* start GIVEN INFORMATION *

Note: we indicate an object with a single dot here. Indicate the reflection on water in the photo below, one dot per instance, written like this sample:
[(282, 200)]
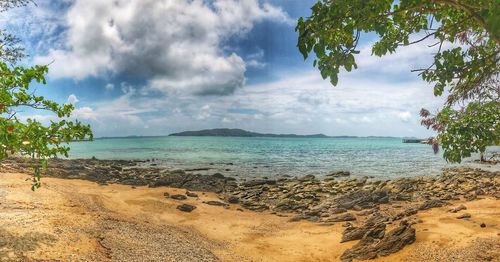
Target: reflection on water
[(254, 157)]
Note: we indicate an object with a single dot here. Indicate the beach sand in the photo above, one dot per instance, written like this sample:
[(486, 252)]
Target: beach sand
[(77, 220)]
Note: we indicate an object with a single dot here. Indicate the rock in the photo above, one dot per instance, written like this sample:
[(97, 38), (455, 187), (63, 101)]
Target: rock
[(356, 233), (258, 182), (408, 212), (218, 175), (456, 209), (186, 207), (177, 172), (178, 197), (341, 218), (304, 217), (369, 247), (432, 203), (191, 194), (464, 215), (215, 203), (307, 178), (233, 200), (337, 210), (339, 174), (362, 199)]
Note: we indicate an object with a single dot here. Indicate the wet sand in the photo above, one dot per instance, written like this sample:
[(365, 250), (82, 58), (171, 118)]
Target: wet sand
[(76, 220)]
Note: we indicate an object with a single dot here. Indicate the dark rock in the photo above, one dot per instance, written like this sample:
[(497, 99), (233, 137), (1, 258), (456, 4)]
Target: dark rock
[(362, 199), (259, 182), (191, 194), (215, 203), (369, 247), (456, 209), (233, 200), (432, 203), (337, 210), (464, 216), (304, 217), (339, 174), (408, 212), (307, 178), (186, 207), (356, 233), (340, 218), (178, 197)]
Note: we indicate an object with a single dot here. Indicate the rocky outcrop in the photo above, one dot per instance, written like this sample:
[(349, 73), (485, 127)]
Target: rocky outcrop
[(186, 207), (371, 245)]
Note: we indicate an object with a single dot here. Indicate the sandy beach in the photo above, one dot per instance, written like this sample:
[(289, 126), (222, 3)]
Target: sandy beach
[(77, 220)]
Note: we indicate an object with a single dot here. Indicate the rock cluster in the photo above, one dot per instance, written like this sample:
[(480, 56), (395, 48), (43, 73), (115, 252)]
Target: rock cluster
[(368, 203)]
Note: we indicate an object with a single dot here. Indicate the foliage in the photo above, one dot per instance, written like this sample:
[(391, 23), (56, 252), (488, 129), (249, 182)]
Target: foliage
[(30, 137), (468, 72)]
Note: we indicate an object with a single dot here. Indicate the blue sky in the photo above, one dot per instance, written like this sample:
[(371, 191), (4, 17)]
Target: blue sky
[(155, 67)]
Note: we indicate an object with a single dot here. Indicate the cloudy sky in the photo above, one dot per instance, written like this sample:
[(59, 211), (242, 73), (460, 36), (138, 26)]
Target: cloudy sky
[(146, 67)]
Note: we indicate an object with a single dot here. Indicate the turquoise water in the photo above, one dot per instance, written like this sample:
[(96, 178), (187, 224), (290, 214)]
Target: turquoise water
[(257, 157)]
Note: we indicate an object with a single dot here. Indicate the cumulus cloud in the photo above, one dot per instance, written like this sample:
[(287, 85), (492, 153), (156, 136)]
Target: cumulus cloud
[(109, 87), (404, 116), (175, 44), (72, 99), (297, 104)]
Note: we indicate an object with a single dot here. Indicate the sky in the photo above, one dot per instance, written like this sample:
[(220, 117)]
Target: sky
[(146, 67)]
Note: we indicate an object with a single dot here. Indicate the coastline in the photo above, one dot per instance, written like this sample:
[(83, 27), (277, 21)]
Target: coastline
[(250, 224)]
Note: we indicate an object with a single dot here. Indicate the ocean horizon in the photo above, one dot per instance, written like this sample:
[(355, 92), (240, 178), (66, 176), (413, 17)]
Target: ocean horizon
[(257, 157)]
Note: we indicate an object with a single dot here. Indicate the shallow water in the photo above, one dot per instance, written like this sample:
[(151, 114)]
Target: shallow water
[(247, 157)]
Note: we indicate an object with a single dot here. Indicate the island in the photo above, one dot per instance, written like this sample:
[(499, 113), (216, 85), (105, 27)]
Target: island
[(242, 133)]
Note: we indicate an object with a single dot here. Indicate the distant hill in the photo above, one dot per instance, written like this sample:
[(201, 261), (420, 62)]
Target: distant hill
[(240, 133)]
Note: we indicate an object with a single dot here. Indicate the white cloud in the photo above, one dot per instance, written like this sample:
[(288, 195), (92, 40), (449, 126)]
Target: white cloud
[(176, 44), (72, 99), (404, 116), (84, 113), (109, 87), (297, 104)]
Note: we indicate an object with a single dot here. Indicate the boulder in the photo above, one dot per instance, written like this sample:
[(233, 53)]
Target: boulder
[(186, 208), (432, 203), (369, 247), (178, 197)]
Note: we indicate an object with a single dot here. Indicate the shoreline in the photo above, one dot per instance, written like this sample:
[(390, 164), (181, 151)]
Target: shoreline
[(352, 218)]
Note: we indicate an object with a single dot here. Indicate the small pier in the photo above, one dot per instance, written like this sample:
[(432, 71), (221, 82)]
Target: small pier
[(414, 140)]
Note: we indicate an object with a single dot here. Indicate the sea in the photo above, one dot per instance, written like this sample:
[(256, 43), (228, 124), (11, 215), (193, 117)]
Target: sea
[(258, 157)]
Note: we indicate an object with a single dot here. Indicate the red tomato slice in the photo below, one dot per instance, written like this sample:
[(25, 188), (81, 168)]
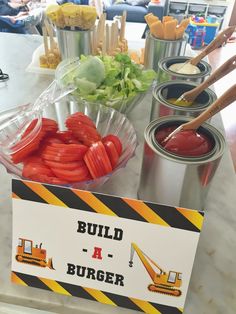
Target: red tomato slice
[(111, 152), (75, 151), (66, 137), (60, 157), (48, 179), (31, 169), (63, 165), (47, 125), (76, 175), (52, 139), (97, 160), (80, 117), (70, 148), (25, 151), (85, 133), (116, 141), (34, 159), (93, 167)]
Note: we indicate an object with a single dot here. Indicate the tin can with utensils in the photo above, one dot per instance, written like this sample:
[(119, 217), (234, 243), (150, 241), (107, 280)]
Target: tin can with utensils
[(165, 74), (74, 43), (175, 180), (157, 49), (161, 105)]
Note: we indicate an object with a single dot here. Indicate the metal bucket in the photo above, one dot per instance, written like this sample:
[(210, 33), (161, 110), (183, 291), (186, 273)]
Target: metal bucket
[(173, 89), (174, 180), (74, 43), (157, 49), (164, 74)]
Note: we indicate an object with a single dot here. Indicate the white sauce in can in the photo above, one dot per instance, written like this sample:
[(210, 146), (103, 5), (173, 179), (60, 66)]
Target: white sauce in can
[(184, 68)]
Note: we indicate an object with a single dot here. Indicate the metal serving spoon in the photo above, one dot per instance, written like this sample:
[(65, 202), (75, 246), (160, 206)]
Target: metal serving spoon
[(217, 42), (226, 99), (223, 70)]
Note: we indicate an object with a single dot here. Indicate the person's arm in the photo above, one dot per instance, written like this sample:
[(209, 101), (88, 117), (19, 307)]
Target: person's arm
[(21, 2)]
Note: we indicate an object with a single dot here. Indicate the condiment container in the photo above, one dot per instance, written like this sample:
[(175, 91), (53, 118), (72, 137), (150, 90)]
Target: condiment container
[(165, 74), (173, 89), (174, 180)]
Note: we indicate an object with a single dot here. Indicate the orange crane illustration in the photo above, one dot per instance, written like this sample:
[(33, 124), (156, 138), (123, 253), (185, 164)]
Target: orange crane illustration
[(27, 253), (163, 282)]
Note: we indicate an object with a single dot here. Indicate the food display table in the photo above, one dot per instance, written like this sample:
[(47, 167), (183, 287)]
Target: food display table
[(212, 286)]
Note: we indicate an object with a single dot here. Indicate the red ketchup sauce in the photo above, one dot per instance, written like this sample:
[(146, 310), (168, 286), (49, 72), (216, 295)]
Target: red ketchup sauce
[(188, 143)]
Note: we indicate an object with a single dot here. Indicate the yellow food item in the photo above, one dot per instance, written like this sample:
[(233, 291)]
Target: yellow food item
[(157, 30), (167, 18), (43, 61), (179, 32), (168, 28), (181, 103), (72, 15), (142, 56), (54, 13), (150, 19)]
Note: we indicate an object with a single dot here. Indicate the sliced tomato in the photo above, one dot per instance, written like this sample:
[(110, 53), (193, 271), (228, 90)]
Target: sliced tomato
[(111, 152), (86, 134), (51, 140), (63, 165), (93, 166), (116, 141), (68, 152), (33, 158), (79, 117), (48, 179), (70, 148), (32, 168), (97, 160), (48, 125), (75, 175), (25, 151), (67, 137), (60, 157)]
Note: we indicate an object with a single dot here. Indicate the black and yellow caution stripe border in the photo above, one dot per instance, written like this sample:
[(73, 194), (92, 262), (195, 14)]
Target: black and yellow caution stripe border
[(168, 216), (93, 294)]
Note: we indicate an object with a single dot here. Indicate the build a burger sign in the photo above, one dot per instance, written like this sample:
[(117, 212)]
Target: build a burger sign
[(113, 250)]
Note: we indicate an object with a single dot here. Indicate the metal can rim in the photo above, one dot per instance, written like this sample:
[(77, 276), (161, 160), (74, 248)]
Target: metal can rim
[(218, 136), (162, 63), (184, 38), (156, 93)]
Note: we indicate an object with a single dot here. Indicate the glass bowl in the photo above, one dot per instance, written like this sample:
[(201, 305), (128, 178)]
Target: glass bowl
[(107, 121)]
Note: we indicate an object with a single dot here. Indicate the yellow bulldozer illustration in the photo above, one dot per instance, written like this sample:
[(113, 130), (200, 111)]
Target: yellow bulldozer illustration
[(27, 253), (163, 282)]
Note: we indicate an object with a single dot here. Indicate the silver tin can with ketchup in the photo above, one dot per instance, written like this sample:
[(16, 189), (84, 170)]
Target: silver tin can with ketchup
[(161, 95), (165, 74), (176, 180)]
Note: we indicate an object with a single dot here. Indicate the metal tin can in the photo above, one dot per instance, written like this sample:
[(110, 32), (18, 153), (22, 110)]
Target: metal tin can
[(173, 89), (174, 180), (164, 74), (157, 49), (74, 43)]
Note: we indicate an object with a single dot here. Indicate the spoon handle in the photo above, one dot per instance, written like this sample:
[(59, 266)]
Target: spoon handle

* end GIVEN INFORMATION *

### YOUR INSTRUCTIONS:
Write out the records from the very start through the line that contains "218), (178, 197)]", including that line. Leave the pictures out.

### CORRECT OUTPUT:
Note: we indicate an object with a single dot here. Indicate the reflection on water in the photo below, one dot per instance, written like this sample:
[(282, 200)]
Target: reflection on water
[(254, 157)]
Note: we indicate an object with a single dot here. Indicate the beach sand in the photo above, one dot per instance, written like this sample:
[(486, 252)]
Target: beach sand
[(77, 220)]
Note: we indicate an object with a single dot here. Indicate the rock in the photo above, one dot per instance, written like this sample:
[(97, 38), (455, 187), (63, 101)]
Target: rock
[(356, 233), (258, 182), (408, 212), (218, 175), (456, 209), (186, 207), (177, 172), (178, 197), (341, 218), (304, 217), (369, 247), (432, 203), (191, 194), (464, 215), (215, 203), (307, 178), (233, 200), (337, 210), (339, 174), (362, 199)]
Note: we indicate an object with a single dot here. Indicate the wet sand in the photo above, one dot per instance, written like this sample:
[(365, 250), (82, 58), (171, 118)]
Target: wet sand
[(76, 220)]
Note: we indicate an object with a single dot here. Indicate the dark rock in the photo above, one dot per instance, written like this sample:
[(497, 99), (233, 137), (1, 258), (456, 4)]
Target: dark rock
[(362, 199), (259, 182), (191, 194), (215, 203), (369, 247), (456, 209), (233, 200), (432, 203), (337, 210), (464, 216), (304, 217), (339, 174), (408, 212), (307, 178), (186, 207), (356, 233), (340, 218), (178, 197)]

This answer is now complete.